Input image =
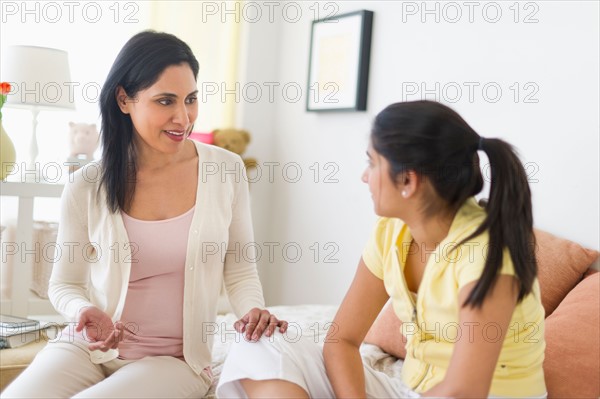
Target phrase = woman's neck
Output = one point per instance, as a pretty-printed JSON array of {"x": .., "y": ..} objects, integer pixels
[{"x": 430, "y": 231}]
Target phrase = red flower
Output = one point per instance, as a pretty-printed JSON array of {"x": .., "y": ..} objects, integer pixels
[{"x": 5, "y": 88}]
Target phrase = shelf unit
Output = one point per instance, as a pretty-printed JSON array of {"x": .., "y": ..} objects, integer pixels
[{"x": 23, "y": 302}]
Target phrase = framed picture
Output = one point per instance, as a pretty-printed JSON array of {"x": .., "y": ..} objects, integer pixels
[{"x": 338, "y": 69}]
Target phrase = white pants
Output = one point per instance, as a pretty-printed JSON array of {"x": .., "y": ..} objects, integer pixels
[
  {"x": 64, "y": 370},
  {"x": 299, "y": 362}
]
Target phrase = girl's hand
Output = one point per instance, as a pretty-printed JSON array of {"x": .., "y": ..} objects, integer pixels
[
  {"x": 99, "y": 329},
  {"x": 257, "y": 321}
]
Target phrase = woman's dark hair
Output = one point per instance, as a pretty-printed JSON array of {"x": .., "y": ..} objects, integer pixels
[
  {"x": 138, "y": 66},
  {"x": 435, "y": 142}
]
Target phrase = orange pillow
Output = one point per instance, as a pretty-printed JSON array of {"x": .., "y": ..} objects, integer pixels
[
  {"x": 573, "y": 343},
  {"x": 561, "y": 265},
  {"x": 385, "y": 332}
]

-- What the task asks --
Please copy the listing above line for line, with no changes, and leave out the pictures.

-- Solution for this task --
Input image =
Target phrase = woman's neck
Output = one point per instance, as a pretty-printed JSON array of {"x": .., "y": ..} objects, integer pixels
[{"x": 430, "y": 231}]
Target phrase = red flower
Output = one point per instance, as a pretty-printed JSON array of {"x": .., "y": ..} objects, integer pixels
[{"x": 5, "y": 88}]
Target phrase = shelf unit
Output = one point per instance, as a pretty-printed JSON array of {"x": .., "y": ..} objects, integer pixels
[{"x": 23, "y": 302}]
Target phrase = framed picture
Output = one point per instance, as a pretty-printed JSON array of {"x": .., "y": ..} objects, integer pixels
[{"x": 338, "y": 69}]
Target phrase = white pants
Output = one point per instance, as a pretty-printed JSON array of {"x": .., "y": ..} objects, integer pixels
[
  {"x": 64, "y": 370},
  {"x": 299, "y": 362}
]
Target phrase = girl's hand
Output = one point per instance, as a pretty-printed JSON array of {"x": .., "y": ..} objects, integer pixels
[
  {"x": 99, "y": 329},
  {"x": 257, "y": 321}
]
Target phrase = woman's dark hair
Output = one point per instance, as a pretty-printed JSON array of {"x": .., "y": ..} objects, integer pixels
[
  {"x": 138, "y": 66},
  {"x": 435, "y": 142}
]
Target phrase = orange pillow
Output = one point per instance, as a pretty-printed JSON array of {"x": .., "y": ..} objects, integer pixels
[
  {"x": 573, "y": 343},
  {"x": 561, "y": 265},
  {"x": 385, "y": 332}
]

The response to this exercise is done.